* WHAT NEEDS TO BE DONE: List each line in the records below that contains the string "mountain".

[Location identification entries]
----------------
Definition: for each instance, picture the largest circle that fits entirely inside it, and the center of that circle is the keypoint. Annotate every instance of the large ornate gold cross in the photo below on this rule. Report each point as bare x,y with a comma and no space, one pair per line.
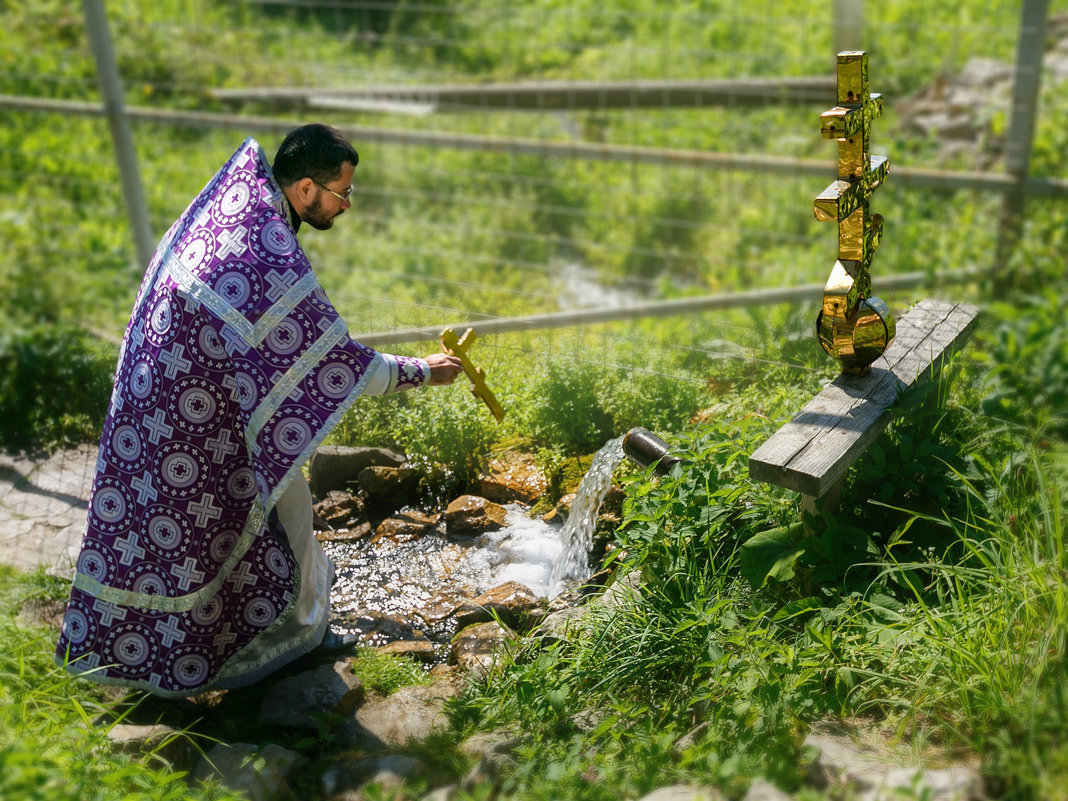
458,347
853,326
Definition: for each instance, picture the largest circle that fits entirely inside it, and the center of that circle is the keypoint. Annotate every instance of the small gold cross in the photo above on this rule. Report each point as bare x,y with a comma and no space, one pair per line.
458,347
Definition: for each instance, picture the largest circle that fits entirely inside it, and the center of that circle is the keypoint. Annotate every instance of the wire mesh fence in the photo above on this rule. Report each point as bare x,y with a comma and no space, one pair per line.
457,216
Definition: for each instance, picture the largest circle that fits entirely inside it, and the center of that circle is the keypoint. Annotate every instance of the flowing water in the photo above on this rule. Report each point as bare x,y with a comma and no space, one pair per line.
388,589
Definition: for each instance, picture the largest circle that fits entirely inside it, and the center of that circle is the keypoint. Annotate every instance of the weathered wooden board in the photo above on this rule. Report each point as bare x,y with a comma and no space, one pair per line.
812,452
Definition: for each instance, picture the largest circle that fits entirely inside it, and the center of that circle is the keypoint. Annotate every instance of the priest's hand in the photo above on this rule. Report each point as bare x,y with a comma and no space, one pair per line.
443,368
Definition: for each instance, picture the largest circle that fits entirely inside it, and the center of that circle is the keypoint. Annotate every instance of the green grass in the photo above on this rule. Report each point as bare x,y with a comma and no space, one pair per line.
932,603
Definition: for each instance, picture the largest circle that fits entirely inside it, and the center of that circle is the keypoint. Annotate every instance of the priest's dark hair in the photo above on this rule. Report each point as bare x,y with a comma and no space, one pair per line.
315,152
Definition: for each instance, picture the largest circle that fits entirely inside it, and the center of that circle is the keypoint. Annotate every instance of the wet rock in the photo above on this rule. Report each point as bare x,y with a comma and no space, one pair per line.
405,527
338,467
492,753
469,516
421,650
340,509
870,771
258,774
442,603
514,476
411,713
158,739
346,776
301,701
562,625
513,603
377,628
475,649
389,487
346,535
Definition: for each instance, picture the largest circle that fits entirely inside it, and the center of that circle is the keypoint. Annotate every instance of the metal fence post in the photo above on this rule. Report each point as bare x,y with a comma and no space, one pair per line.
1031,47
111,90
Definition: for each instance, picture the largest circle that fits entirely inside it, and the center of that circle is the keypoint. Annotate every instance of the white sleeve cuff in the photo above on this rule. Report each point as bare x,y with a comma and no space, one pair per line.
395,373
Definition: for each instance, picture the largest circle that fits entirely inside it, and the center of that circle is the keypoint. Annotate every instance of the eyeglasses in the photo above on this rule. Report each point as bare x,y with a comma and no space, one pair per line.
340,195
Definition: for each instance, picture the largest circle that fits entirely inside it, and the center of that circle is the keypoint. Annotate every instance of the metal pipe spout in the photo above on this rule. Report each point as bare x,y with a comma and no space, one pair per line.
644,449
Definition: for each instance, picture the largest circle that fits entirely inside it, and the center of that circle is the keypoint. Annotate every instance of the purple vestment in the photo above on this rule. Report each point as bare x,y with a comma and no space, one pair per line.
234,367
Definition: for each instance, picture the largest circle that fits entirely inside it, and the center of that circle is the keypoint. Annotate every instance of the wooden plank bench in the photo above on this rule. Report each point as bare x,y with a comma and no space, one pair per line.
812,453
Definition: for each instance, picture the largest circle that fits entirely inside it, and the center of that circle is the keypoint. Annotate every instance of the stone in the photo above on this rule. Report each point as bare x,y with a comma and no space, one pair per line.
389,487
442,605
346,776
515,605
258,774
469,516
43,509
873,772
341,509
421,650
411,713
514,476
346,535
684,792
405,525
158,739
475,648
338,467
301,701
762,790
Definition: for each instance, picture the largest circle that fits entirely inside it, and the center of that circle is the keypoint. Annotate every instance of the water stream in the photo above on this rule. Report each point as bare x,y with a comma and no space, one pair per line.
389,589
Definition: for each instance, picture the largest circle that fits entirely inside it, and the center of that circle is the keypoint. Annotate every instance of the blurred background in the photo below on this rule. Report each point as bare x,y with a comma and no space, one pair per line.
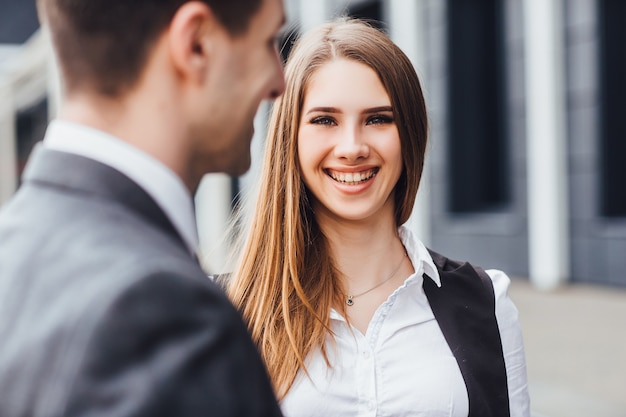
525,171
----------------
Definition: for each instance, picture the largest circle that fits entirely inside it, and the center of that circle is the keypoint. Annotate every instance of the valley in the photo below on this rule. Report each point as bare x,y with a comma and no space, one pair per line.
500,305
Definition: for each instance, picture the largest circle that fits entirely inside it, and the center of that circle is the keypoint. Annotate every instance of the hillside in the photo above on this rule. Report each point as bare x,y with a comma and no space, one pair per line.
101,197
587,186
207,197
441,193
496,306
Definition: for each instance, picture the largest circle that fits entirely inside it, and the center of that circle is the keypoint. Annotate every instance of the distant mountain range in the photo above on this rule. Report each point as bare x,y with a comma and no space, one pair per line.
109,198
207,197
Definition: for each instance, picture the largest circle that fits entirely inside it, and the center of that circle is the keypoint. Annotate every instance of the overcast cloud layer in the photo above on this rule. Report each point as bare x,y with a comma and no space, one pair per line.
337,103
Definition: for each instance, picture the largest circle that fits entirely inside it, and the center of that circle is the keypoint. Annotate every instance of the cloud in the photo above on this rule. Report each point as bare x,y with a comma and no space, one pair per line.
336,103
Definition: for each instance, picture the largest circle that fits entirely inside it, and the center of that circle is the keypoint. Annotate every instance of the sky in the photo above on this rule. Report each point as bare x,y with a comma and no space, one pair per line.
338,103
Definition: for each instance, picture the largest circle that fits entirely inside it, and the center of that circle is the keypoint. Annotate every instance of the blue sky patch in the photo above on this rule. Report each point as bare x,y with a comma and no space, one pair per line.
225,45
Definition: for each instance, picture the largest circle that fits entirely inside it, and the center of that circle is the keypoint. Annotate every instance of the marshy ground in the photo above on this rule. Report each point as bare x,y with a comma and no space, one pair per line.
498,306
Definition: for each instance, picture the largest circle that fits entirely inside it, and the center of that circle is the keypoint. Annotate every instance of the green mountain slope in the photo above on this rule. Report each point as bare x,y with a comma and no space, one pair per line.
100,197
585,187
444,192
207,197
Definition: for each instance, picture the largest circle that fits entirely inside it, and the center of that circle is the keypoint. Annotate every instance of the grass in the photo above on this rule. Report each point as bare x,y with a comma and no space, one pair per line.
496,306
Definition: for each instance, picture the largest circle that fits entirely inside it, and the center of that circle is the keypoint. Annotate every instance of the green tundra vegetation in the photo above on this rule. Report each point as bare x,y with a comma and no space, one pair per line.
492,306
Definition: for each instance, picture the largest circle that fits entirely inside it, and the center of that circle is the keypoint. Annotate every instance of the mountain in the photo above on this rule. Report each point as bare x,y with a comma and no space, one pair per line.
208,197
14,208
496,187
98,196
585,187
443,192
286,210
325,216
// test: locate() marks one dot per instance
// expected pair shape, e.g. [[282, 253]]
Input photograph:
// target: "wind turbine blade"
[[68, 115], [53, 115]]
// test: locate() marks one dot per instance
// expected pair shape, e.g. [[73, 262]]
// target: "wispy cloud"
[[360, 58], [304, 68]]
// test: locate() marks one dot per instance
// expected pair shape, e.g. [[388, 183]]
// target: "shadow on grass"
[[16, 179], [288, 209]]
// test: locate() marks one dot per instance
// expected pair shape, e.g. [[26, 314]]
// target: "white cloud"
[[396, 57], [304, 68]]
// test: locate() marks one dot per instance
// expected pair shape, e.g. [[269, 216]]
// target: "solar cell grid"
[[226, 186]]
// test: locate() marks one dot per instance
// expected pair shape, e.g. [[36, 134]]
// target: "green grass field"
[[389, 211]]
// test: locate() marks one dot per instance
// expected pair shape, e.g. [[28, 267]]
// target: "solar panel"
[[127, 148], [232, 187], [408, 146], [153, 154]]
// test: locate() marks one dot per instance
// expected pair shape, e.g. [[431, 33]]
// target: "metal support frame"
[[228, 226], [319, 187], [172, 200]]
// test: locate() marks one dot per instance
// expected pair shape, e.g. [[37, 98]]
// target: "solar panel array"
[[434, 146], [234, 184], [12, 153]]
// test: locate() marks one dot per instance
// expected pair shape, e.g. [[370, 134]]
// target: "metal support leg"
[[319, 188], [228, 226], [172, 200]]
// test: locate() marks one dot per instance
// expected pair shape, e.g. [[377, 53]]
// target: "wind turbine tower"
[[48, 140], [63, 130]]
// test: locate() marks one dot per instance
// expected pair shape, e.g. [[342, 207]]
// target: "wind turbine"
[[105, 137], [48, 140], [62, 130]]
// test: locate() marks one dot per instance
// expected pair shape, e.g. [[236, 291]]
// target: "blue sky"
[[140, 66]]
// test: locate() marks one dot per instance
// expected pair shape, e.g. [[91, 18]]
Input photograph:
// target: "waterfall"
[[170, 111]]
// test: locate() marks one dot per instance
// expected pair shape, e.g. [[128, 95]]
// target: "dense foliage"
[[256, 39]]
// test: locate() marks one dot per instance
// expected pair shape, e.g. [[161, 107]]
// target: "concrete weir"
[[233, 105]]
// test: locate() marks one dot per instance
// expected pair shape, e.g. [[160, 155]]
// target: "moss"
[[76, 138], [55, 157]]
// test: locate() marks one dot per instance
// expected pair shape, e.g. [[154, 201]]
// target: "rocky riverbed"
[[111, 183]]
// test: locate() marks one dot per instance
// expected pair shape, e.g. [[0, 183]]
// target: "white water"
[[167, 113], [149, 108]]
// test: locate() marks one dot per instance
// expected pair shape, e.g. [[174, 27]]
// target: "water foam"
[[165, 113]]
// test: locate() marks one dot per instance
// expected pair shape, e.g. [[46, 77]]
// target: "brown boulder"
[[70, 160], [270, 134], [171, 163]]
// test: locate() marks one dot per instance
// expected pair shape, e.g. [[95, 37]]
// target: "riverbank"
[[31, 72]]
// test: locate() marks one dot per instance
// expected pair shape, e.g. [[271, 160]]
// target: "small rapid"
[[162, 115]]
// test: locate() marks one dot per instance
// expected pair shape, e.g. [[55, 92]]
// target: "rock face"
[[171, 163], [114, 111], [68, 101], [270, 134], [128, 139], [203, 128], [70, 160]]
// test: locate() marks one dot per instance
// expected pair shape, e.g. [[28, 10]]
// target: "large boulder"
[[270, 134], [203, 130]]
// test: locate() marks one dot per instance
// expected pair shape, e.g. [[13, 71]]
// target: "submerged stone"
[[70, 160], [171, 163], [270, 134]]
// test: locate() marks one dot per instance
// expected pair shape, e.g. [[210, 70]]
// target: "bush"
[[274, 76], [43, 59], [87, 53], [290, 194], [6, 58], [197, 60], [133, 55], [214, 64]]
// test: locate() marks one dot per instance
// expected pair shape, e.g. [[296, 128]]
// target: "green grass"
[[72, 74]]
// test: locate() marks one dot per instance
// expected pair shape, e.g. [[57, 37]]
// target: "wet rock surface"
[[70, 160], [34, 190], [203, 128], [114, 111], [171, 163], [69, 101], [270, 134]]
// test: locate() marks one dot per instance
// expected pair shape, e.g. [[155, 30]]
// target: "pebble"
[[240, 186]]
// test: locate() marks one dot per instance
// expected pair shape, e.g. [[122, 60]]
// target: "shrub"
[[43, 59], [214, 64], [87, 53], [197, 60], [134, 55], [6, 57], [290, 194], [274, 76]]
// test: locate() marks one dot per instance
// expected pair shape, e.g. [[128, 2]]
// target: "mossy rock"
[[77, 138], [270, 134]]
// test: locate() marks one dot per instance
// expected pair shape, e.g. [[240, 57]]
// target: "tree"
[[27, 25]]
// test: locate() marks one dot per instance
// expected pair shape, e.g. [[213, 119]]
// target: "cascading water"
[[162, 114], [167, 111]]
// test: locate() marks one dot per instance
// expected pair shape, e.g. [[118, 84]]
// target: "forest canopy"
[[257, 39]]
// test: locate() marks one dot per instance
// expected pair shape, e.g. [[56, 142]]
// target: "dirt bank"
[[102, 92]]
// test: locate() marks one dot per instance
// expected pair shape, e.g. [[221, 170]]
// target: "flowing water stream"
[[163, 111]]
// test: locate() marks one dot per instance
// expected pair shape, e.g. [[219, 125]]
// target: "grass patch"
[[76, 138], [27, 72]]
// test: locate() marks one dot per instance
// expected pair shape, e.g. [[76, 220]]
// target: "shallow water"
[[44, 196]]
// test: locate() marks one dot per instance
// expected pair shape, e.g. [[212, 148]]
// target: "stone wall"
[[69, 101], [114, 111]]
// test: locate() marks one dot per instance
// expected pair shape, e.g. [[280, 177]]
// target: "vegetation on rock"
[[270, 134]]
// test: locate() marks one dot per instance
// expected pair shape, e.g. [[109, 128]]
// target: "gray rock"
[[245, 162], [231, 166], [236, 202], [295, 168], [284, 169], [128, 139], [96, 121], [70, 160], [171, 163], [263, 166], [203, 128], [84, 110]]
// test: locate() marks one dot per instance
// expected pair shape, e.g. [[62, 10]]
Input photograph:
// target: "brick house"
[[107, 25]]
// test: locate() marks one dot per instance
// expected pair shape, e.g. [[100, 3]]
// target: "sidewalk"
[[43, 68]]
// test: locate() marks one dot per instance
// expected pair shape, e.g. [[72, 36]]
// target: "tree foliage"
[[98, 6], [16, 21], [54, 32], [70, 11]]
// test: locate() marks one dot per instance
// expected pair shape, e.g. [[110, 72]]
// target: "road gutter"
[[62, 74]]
----------------
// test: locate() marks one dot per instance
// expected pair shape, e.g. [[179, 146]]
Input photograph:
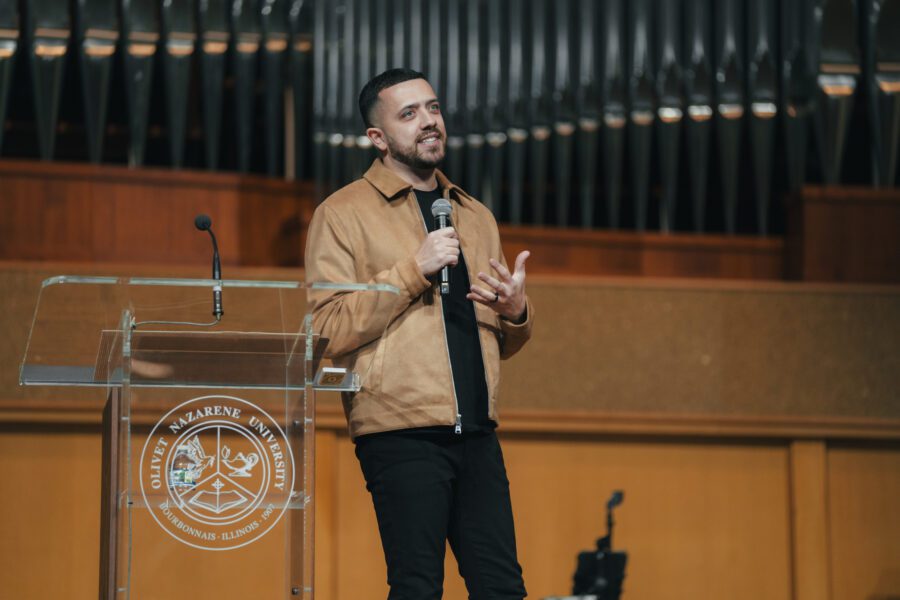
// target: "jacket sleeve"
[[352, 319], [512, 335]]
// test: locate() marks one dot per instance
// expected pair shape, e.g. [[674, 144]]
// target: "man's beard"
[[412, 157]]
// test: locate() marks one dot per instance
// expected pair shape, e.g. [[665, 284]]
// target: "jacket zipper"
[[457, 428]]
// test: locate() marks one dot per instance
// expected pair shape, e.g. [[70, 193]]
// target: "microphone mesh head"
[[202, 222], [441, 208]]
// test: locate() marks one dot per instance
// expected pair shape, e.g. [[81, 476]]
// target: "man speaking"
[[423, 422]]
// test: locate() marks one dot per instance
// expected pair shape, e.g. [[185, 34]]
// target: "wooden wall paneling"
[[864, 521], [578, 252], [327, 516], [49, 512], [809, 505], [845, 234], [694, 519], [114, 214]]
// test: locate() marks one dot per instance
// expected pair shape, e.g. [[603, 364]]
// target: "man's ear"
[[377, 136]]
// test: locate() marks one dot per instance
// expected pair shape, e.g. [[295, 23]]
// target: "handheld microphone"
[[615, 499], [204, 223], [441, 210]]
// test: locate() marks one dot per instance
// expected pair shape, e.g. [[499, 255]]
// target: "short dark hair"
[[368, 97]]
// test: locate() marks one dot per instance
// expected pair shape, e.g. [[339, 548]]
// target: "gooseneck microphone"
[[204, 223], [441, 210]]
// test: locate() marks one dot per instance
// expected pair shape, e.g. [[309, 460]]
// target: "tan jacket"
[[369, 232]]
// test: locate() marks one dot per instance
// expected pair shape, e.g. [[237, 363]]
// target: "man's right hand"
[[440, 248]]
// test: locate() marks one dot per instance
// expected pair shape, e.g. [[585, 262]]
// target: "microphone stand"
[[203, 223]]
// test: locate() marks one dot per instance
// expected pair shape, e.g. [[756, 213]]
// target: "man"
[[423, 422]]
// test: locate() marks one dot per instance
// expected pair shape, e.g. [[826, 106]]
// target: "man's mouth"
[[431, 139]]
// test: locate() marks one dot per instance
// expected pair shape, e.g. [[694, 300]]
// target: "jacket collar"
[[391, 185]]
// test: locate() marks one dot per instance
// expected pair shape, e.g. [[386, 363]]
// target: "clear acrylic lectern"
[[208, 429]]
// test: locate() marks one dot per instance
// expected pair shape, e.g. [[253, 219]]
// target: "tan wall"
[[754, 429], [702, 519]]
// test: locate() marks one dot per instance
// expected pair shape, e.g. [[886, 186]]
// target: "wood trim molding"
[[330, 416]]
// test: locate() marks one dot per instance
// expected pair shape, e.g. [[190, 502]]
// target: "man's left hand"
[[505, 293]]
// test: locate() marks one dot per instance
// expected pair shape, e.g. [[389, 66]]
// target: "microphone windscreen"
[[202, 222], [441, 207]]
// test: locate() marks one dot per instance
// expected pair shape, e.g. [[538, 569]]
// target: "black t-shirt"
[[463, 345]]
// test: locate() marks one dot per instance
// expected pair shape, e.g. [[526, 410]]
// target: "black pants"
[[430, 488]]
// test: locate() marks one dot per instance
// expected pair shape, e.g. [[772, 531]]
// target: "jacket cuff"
----------------
* EXERCISE RESULT:
Definition: for each instance, picture the largest circle that fits entirely inside it, and the center of that circle is the keypoint. Annotate every instance of the distant mountain range in the photo above on this rule. Report each point as bare x,y with a comma and no space, one pair per line.
Definition: for each instance, picture the largest circle that fits entirely inside it, and the center of that circle is the keypoint. Annotate every instance of the green mountain slope in the photo above on this rule. Report each point as bare x,y with a comma and no space, one pair per line.
Definition: for each instance, picture the largest circle that fits entirely inside it, and the center of that circle is the keypoint. Annotate every instance of the mountain in the photo above on this rule. Report each point as bare x,y with a comma and no space, one pair per line.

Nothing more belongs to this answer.